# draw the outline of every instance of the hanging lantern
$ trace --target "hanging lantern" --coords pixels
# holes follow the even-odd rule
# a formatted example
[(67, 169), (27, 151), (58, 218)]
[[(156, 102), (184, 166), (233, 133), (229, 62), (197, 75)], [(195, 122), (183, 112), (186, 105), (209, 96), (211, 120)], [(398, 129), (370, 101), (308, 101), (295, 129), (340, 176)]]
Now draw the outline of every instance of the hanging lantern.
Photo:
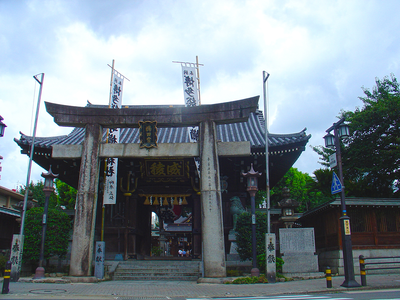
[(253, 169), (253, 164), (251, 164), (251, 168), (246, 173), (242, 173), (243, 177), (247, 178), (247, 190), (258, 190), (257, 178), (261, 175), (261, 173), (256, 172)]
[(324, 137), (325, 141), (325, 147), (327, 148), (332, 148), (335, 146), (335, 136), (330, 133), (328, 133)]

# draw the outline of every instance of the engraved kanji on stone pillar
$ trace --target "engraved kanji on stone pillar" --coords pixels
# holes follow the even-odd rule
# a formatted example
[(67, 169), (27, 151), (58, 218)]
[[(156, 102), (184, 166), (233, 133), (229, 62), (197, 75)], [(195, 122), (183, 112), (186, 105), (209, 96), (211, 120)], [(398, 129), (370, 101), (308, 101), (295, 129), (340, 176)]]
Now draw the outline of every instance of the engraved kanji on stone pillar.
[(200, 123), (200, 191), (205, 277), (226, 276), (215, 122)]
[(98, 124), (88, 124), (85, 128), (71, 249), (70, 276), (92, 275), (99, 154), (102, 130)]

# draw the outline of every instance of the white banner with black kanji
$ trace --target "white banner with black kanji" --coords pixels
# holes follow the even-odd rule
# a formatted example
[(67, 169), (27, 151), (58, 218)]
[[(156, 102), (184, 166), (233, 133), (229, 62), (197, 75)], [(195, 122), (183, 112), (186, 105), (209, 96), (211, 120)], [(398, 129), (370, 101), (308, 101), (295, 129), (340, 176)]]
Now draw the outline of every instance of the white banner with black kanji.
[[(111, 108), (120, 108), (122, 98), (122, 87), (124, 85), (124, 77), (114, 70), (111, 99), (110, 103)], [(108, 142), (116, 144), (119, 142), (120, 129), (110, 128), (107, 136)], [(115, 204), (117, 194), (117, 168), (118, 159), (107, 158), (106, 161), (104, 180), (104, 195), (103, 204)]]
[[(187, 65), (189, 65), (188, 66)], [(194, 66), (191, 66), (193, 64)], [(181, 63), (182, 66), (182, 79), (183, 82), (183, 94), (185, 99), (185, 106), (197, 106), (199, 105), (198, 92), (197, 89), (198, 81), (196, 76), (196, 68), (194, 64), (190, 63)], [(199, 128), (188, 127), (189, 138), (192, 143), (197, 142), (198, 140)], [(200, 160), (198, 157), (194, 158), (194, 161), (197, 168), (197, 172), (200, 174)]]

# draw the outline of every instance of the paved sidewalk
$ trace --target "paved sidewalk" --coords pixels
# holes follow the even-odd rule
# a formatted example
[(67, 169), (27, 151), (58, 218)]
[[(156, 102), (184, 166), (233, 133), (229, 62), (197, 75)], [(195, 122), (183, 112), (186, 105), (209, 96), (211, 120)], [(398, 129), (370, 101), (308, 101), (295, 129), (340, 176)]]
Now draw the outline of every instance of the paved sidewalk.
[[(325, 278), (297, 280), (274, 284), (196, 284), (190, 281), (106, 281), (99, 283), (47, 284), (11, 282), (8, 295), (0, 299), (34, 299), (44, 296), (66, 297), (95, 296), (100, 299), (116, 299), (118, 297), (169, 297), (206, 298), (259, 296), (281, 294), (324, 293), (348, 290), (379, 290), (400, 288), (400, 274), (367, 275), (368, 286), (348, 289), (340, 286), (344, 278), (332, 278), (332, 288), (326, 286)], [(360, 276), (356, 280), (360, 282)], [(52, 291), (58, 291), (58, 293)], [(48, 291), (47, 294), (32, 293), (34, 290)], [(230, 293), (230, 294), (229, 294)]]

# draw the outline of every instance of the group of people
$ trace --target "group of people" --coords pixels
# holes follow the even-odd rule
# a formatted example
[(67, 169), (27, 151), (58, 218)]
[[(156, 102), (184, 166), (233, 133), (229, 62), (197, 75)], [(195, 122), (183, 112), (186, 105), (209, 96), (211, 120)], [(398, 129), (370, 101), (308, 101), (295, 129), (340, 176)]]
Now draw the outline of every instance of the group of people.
——————
WHAT YOU SHOULD DO — Reproduce all of the records above word for word, omitting the pictures.

COMPLETED TASK —
# draw the outline of every instance of the hanging lantern
$ trace --target "hanging lantern" --coords pixels
# holes follow the even-odd rule
# a formatted example
[(67, 169), (27, 151), (58, 218)]
[[(156, 102), (184, 166), (233, 133), (229, 62), (197, 75)], [(195, 122), (183, 112), (186, 105), (209, 96), (211, 120)], [(398, 129), (370, 101), (308, 101), (295, 129), (340, 176)]]
Now draw the outline of every instance of the hanging lantern.
Photo:
[(253, 169), (253, 164), (251, 164), (251, 168), (246, 173), (242, 173), (243, 177), (247, 178), (247, 190), (258, 190), (257, 178), (261, 175), (261, 173), (256, 172)]
[(324, 137), (325, 141), (325, 147), (327, 148), (332, 148), (335, 146), (335, 136), (330, 133), (328, 133)]

# draw the outline of every instance of the engraved kanji on stone pillar
$ trace --target "engraved kanji on stone pillar" --coords pixels
# holes follow the even-odd rule
# a formatted example
[(67, 169), (27, 151), (58, 218)]
[[(156, 102), (184, 166), (233, 133), (229, 62), (197, 75)], [(195, 122), (183, 112), (186, 105), (209, 96), (211, 120)], [(398, 129), (370, 101), (308, 101), (295, 129), (340, 176)]]
Now draw the outline of every instance of the engraved kanji on stone pillar.
[(200, 123), (200, 191), (205, 277), (226, 276), (215, 122)]
[(98, 124), (88, 124), (85, 128), (71, 249), (70, 276), (92, 275), (99, 154), (102, 130)]

# draw the outline of every instance of the white banner with black kanji
$ trace --target "white banner with black kanji" --coords pixels
# holes follow the even-odd rule
# a formatted example
[(67, 169), (27, 151), (58, 218)]
[[(156, 102), (184, 166), (233, 133), (229, 62), (197, 75)], [(195, 122), (183, 112), (186, 105), (209, 96), (211, 120)], [(398, 129), (370, 101), (308, 101), (295, 129), (340, 176)]]
Now draw the outline of every instance of the white banner with black kanji.
[[(111, 108), (120, 108), (122, 98), (122, 87), (124, 85), (124, 77), (114, 70), (111, 99), (110, 103)], [(108, 142), (116, 144), (119, 142), (120, 129), (110, 128), (107, 136)], [(115, 204), (117, 194), (117, 168), (118, 159), (107, 158), (106, 161), (104, 180), (104, 195), (103, 204)]]
[[(187, 65), (189, 65), (188, 66)], [(194, 66), (191, 66), (193, 64)], [(181, 63), (182, 66), (182, 79), (183, 82), (183, 94), (185, 99), (185, 106), (197, 106), (199, 105), (198, 92), (197, 89), (198, 81), (196, 76), (196, 68), (194, 64), (190, 63)], [(199, 128), (188, 127), (189, 138), (192, 143), (197, 142), (198, 140)], [(200, 160), (198, 157), (194, 158), (194, 161), (197, 168), (197, 172), (200, 174)]]

# draw the outline of every instance of the paved sidewalk
$ trace --target "paved sidewalk" --coords pixels
# holes follow the even-odd rule
# a formatted example
[(67, 169), (27, 151), (58, 218)]
[[(156, 102), (184, 166), (233, 133), (229, 62), (197, 75)], [(195, 122), (183, 112), (186, 105), (209, 96), (211, 120)], [(398, 129), (370, 101), (308, 101), (295, 129), (340, 176)]]
Now draw the outline of every instance of the paved sidewalk.
[[(325, 278), (297, 280), (274, 284), (196, 284), (190, 281), (106, 281), (99, 283), (47, 284), (11, 282), (8, 295), (0, 299), (34, 299), (44, 296), (66, 297), (95, 296), (100, 299), (116, 299), (118, 297), (169, 297), (206, 298), (259, 296), (281, 294), (324, 293), (348, 290), (379, 290), (400, 288), (400, 274), (367, 275), (368, 286), (348, 289), (340, 286), (344, 278), (332, 278), (332, 288), (326, 286)], [(360, 276), (356, 280), (360, 282)], [(52, 291), (58, 291), (58, 293)], [(48, 291), (47, 294), (32, 293), (34, 290)], [(230, 293), (230, 294), (229, 294)]]

# draw the outline of every instance of the group of people
$ trace --target "group of people" --coords pixels
# holes follow the even-odd rule
# a formatted example
[(67, 169), (27, 151), (58, 218)]
[[(156, 102), (184, 166), (233, 133), (229, 62), (197, 75)], [(195, 122), (183, 112), (186, 105), (209, 96), (211, 120)], [(398, 129), (370, 101), (308, 101), (295, 129), (340, 176)]]
Now draw the outline of every instance of the group of people.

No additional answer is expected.